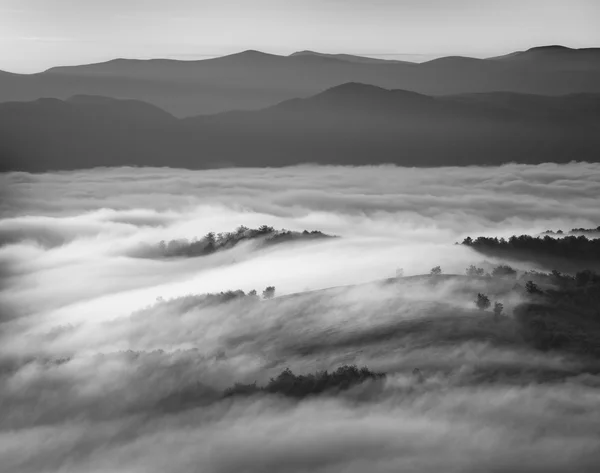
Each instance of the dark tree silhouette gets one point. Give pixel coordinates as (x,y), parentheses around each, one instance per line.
(504,271)
(577,247)
(532,288)
(269,292)
(482,302)
(498,308)
(300,386)
(474,271)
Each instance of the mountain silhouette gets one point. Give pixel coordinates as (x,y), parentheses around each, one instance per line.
(351,123)
(253,80)
(556,58)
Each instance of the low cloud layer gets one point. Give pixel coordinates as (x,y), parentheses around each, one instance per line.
(74,299)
____
Keep every word of the data as it is when you write it out, but drop the pictures.

Each instance of the dark tree silhouette gets one point. Give pixel coordinates as (x,y), parentheses around each, one instance per line.
(504,271)
(577,247)
(532,288)
(269,292)
(482,302)
(498,308)
(300,386)
(474,271)
Each instance of the mountain silhouette gets one point. Give pixel coordinates as (x,y), parentheses around each, one instance per line.
(351,123)
(253,80)
(556,58)
Each instance of the low cloud layer gets one point. Give pixel coordinates as (x,y), parentheses around each, one instance per line.
(74,299)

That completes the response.